* EXERCISE DIRECTIONS:
Repeat the part of the forum thread on driver ratings that begins at the words "You need to" and stops after "not my overall.", swapping "trips" for "rides".

* START GIVEN TEXT *

# What is your driver rating?



## yabadaba (Jul 26, 2014)

Please if this thread exist someone point it to me and delete this one.
Thanks
Okay so I am really proud of mine and will share it with you. 
Drive a 2010 Prius 
So far 160+ trips completed and rating of *4.9*


----------



## Bully (Jul 10, 2014)

Now watch it go lower lol


----------



## yabadaba (Jul 26, 2014)

Actually it is going higher. My first week was 4.78. And my last week is 5.0 with 58 trips completed.


----------



## troubleinrivercity (Jul 27, 2014)

Mine's been creeping up every day from the 4.7 I set in my first few days of driving. If I had to guess I'd say it's on its way to 4.85 where it will level out. That's my target so I don't have to stress about being on the margins and having to worry. Nice kid in a nice car, I don't think I'll ever have to stress out about rating if I don't let myself.

Also how do you find your weekly rating?


----------



## yabadaba (Jul 26, 2014)

Either at the end of the week through the dashboard or the summary they send you monday or tuesday.


----------



## NicknTulsa (Jul 16, 2014)

Over 600 rides at 4.83


----------



## Oc_DriverX (Apr 29, 2014)

yabadaba said:


> Actually it is going higher. My first week was 4.78. And my last week is 5.0 with 58 trips completed.


You need to tell us how your are judging what your rating is. Those two numbers imply that you were looking at a 7 or 1 day period. I say that because the rating displayed on the app and to riders is based on the last 500 trips and the simply math is that if you were 4.78 the first week, then your your total rating cannot have rebounded to a 5. Its mathematically impossible. Once you dip below a 5 you can't get back to a 5 unless you do 500 more trips at a 5 level.


----------



## yabadaba (Jul 26, 2014)

I am not judging my rating from the app. I do by using the dashboard. What I am saying is that my first week was 4.78 second week is 4.8 and etc. Overall is 4.9 for last 365 days. I am trying to get a 5 for my last week not my overall.

Like the post says 5.0 for 58 trips which are the last 7 days.
4.9 for 160+ trips


----------



## Raider (Jul 25, 2014)

My phone and dash says im a 4.85 through 200 trips..


But my passengers told me i'm a 4.9....so i dunno, good i guess


----------



## mp775 (Jun 26, 2014)

Passengers see it rounded to one decimal place.


----------



## Orlando_Driver (Jul 14, 2014)

154 rides. 4.89


----------



## stuber (Jun 30, 2014)

Right now my driver phone is showing me my rating as 4.79805.....A 14 digit number. Just curious if anyone else has seen that craziness.


----------



## jakob (Jul 16, 2014)

I did okay this week, out of 50 trips I got rated 4.96 in LA, I thinks it's pretty good got my rating from 4.8 to 4.83 lol


----------



## yabadaba (Jul 26, 2014)

stuber said:


> Right now my driver phone is showing me my rating as 4.79805.....A 14 digit number. Just curious if anyone else has seen that craziness.


Yep same here.


----------



## Robba Fett (Aug 22, 2015)

Mine has two readings. At the dashboard is says 4.78 and in SUMMARY is reads 4.5 
Can anyone tell me which one of these two is my actual rating?


----------



## 1LIFE (Aug 24, 2015)

Mine just increased this last weekend... 4.94 over the last 500 trips ... here's a photo...


----------



## pixels (Sep 1, 2015)

4.54 over the last 1010 trips


----------



## BurgerTiime (Jun 22, 2015)

Rate all passengers that don't tip a 4 or lower!


----------



## UberXTampa (Nov 20, 2014)

365 rating = 4.88
Dashboard rating = 4.86 (was 4.88 just last week, I got a couple bad ratings in short time)

If 365 rating moves down, I will worry the most.


----------

* END GIVEN TEXT *
* START LISTED ENTRIES *

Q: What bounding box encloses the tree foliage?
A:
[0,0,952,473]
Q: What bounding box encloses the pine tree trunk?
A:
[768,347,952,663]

* END LISTED ENTRIES *

* WRITTEN ANSWER:
You need to tell us how your are judging what your rating is. Those two numbers imply that you were looking at a 7 or 1 day period. I say that because the rating displayed on the app and to riders is based on the last 500 rides and the simply math is that if you were 4.78 the first week, then your your total rating cannot have rebounded to a 5. Its mathematically impossible. Once you dip below a 5 you can't get back to a 5 unless you do 500 more rides at a 5 level.


----------



## yabadaba (Jul 26, 2014)

I am not judging my rating from the app. I do by using the dashboard. What I am saying is that my first week was 4.78 second week is 4.8 and etc. Overall is 4.9 for last 365 days. I am trying to get a 5 for my last week not my overall.